**Data items**
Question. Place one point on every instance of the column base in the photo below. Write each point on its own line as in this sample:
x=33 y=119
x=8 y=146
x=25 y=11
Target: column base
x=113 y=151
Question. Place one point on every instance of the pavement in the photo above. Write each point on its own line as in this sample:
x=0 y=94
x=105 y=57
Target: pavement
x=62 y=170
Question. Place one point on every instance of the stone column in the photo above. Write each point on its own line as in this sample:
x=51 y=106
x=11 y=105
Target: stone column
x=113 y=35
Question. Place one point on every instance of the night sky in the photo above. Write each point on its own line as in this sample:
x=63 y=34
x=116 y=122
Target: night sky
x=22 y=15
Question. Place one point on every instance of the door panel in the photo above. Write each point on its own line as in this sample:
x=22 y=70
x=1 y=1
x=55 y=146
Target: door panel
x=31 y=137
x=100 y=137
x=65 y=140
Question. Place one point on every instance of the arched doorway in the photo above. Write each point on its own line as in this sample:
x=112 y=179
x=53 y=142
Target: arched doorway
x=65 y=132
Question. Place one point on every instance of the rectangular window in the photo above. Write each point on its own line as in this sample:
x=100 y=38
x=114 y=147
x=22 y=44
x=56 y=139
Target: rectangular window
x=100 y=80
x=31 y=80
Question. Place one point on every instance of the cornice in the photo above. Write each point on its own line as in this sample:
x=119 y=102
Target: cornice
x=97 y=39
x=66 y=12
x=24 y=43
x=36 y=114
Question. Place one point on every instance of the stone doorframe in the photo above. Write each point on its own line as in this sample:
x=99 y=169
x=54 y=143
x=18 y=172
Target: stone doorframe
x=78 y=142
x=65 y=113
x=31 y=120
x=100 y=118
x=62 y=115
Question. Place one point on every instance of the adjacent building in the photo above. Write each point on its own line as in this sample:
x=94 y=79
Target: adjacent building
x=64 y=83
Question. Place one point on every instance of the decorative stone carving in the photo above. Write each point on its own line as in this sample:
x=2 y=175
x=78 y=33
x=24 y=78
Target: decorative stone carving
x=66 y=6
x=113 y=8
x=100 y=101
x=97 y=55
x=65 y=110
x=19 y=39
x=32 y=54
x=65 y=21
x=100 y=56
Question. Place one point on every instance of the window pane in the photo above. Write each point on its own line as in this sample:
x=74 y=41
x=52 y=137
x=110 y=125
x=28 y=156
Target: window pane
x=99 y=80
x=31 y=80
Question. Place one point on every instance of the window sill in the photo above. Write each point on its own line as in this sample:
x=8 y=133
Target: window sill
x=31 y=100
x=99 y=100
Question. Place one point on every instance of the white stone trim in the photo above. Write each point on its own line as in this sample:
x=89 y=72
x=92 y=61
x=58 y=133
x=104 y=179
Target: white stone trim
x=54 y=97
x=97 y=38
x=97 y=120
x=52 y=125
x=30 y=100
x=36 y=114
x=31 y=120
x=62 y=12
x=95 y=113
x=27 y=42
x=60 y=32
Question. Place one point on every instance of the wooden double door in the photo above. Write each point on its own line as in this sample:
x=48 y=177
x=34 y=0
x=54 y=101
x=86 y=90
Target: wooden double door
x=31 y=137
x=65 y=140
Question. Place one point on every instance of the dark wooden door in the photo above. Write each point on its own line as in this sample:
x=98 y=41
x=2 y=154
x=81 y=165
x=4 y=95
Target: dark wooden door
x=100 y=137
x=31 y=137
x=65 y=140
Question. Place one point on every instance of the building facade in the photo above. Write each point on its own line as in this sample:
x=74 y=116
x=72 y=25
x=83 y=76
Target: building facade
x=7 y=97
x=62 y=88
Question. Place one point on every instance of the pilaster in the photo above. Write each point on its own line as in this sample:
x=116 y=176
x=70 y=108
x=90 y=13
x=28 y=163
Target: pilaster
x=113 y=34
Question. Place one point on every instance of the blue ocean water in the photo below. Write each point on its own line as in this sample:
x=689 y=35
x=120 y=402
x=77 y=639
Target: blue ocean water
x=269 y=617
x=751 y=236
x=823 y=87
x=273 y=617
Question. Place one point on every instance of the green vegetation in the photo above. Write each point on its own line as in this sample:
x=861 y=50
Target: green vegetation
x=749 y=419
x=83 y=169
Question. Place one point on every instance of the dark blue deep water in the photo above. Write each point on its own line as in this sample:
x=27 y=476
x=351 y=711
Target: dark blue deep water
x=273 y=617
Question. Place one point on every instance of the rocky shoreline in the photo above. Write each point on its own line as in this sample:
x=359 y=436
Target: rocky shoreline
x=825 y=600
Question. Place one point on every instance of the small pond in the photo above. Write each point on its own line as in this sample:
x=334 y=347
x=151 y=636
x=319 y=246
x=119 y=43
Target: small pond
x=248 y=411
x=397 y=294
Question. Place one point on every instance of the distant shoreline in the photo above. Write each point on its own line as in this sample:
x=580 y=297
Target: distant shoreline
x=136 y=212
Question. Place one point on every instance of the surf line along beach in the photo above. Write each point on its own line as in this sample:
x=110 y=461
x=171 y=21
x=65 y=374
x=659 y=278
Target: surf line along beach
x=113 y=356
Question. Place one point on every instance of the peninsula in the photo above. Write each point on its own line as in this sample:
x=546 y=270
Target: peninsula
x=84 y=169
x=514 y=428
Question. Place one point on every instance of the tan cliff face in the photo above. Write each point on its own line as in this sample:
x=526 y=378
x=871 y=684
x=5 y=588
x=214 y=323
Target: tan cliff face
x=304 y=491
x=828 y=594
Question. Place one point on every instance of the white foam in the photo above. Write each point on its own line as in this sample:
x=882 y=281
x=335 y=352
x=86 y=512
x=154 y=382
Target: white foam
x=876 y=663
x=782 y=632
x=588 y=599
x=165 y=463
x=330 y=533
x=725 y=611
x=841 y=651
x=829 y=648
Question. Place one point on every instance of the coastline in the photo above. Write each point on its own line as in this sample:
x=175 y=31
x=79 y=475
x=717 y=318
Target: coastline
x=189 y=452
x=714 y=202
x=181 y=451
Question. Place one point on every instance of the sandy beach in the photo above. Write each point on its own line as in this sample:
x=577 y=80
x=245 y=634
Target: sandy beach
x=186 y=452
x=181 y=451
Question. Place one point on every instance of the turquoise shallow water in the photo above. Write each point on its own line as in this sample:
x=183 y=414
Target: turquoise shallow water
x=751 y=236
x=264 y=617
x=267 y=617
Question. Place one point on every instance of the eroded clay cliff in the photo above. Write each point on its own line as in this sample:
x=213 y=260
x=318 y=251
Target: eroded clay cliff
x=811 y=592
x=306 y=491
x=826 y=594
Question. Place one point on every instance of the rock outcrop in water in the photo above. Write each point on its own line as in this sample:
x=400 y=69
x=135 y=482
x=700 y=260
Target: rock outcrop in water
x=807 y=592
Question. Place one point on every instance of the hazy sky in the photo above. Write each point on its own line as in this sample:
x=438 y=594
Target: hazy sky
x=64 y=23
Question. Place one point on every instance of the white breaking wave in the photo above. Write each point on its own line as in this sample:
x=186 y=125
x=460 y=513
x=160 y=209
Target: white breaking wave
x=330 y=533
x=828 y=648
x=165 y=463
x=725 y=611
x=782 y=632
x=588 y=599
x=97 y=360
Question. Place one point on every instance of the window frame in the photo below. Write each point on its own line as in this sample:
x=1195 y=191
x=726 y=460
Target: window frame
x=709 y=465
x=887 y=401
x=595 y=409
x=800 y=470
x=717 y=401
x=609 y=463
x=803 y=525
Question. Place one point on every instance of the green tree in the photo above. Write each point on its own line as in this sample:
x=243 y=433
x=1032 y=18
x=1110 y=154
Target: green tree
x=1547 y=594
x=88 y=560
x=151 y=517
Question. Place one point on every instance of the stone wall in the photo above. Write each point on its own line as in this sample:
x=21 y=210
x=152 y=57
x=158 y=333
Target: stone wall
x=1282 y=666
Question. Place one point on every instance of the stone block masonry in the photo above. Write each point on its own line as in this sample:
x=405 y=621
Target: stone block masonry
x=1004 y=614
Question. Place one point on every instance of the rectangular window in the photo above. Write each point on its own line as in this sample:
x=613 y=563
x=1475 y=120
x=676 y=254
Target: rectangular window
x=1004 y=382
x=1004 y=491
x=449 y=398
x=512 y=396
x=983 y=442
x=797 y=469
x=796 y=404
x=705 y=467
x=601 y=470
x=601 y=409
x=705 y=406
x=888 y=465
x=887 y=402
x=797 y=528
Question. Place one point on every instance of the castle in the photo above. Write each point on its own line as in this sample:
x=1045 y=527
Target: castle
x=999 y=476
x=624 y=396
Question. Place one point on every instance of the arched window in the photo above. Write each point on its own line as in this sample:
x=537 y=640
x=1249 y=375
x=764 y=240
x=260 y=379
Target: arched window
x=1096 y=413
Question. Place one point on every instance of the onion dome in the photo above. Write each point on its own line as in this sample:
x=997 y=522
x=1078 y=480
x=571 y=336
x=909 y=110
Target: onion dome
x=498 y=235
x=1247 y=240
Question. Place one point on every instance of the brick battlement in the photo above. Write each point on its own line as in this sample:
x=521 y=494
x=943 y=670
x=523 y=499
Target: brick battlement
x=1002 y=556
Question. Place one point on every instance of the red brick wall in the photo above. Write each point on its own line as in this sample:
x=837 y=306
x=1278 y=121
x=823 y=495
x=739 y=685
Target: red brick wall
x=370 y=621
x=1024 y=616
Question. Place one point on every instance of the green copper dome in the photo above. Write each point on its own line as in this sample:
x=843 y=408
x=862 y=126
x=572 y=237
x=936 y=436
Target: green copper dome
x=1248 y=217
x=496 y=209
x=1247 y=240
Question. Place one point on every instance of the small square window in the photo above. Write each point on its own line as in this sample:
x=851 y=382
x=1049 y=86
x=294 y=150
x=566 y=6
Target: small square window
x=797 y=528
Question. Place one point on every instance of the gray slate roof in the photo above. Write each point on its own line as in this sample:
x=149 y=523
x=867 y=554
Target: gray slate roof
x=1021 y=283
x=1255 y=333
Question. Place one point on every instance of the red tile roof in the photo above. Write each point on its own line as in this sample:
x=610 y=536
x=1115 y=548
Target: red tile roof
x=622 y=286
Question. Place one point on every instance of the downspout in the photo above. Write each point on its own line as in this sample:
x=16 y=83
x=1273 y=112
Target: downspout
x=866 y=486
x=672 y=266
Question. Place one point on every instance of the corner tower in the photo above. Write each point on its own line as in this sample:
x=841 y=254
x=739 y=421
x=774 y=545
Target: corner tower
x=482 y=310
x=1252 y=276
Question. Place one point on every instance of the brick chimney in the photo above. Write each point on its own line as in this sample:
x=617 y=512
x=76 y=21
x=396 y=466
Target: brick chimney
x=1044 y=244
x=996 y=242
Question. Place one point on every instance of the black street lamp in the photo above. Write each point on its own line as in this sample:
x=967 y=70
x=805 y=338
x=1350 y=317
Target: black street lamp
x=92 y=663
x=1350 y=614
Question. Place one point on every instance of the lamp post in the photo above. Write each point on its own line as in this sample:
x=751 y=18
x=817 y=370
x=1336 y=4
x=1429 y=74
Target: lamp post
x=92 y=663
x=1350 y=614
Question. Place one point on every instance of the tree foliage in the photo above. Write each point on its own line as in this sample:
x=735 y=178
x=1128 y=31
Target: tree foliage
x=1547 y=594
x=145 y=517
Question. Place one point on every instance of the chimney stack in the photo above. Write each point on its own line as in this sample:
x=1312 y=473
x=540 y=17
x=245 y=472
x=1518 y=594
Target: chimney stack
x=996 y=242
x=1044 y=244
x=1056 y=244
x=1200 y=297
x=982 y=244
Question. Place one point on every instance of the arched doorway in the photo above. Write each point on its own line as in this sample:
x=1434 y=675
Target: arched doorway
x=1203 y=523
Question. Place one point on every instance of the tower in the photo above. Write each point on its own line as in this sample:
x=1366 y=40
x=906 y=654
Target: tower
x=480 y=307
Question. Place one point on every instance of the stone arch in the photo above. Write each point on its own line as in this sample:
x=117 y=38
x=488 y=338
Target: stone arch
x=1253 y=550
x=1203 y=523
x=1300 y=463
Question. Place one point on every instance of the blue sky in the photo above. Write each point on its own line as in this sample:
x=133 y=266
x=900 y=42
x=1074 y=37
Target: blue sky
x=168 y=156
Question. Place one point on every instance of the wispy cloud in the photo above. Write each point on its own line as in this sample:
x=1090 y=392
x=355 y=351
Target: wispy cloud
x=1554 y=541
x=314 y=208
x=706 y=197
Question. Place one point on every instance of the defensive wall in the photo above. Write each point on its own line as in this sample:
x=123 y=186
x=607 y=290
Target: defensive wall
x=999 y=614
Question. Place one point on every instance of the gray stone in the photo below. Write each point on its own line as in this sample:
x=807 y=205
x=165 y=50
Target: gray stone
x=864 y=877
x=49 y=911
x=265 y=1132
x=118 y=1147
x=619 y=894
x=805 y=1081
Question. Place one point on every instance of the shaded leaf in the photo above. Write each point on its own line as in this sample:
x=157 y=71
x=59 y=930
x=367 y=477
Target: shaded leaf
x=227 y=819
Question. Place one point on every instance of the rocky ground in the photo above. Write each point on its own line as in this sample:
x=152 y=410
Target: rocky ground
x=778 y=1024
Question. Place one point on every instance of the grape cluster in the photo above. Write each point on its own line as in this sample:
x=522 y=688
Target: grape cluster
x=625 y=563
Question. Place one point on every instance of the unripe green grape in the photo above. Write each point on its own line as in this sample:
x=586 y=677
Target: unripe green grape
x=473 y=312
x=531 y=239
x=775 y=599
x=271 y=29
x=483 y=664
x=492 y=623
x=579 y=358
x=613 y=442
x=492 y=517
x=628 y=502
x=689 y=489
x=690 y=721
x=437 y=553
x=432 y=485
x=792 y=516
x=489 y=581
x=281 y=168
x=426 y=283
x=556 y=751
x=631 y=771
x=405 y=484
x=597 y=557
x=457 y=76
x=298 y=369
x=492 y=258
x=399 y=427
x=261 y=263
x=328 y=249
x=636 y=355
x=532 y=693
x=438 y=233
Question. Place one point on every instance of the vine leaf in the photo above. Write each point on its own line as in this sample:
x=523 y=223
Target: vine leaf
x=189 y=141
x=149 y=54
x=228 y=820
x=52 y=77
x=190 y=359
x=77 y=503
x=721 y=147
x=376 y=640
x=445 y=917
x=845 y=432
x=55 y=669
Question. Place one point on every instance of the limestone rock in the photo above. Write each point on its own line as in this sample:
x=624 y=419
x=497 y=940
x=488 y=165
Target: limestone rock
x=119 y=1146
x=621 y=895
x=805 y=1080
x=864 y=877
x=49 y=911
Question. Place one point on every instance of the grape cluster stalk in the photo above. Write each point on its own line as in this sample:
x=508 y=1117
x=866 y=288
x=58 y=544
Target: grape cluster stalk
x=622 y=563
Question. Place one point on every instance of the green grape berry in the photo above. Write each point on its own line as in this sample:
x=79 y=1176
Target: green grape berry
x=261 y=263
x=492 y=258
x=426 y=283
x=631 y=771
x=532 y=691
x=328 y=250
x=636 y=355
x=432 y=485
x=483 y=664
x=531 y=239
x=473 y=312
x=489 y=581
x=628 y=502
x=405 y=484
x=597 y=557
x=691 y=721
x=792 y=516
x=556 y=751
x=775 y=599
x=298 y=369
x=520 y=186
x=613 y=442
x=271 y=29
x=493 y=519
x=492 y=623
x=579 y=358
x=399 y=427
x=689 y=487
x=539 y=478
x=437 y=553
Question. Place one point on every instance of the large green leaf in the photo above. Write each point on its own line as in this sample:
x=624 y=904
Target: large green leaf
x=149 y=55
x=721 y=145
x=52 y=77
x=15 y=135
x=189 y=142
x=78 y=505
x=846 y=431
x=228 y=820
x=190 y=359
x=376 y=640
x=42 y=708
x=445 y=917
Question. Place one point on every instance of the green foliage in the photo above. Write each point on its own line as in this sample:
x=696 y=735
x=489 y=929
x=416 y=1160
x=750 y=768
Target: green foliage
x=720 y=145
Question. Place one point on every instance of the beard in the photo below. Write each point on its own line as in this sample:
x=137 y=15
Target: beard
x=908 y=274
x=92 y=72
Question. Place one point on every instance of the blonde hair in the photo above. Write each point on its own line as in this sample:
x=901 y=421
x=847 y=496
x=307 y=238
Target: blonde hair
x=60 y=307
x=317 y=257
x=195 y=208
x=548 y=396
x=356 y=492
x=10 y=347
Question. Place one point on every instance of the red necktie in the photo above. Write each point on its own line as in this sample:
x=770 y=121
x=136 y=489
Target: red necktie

**Task instructions**
Reproduce the line that contains "Target: beard" and each line after it through the last line of the entries above, exactly; leave out all earlier lines.

**Task output**
Target: beard
x=908 y=274
x=92 y=72
Question. Place one point on every instance of the blonde hair in the photo above. Write each point on its own line as in this sample:
x=901 y=421
x=847 y=496
x=307 y=238
Target: blonde hair
x=60 y=307
x=317 y=257
x=195 y=208
x=548 y=396
x=356 y=492
x=10 y=347
Question. Place one point on every instance of the red necktie in the photo above. Write each point on its own line as in this sample:
x=770 y=121
x=136 y=489
Target: red necktie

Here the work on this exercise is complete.